* What is expected *
Pick out and copy each line of the items below that contains the word "stripe".

* Given data *
====================

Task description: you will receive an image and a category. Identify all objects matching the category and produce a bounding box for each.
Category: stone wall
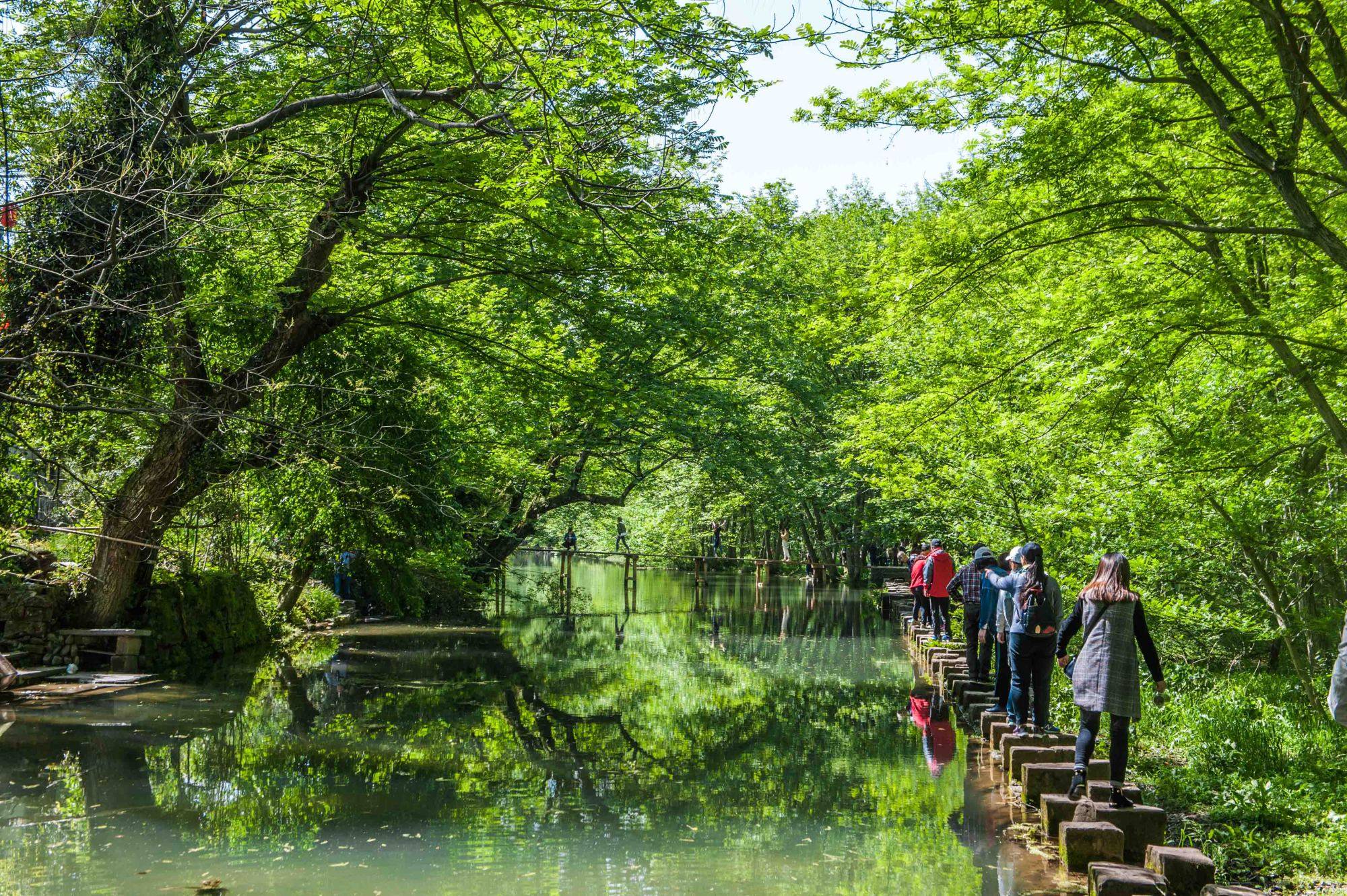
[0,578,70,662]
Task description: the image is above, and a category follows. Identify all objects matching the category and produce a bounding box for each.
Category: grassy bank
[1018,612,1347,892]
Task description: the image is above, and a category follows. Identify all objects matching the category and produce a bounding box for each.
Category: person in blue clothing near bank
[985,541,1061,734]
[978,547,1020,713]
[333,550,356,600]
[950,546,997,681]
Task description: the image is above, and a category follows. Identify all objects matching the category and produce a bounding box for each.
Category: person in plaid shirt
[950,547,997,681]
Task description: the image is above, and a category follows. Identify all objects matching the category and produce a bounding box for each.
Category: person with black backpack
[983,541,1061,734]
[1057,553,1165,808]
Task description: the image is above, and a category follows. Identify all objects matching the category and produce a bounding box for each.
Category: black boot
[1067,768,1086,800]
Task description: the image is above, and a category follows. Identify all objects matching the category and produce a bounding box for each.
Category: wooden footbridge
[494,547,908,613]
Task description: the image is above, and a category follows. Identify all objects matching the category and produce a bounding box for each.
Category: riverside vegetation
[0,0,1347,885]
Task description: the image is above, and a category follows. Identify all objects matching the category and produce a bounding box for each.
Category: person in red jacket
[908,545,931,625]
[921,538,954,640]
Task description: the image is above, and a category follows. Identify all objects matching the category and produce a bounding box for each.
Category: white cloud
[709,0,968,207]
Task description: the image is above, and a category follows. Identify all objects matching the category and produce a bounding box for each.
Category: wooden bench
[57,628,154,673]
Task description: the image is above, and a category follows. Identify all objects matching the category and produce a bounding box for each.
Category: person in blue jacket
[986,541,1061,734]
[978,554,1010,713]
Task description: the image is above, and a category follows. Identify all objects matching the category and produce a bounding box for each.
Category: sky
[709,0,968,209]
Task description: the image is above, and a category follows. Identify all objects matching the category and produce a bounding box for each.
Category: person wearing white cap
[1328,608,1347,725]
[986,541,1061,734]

====================

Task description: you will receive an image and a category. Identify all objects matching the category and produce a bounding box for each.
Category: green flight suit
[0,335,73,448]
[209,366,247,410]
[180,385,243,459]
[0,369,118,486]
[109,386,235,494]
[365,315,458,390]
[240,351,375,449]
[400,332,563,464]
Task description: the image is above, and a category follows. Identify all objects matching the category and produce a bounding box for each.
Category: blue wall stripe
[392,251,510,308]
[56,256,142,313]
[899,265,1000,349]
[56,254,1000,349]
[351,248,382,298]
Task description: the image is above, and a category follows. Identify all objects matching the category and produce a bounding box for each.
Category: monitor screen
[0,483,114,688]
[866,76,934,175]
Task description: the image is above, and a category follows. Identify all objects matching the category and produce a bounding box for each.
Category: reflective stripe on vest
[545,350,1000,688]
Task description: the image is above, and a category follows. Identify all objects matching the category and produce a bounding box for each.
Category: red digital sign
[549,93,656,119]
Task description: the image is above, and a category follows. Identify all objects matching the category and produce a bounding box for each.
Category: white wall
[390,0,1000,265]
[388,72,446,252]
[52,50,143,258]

====================

* Exercise output *
Category: blue wall stripe
Category: reflective stripe on vest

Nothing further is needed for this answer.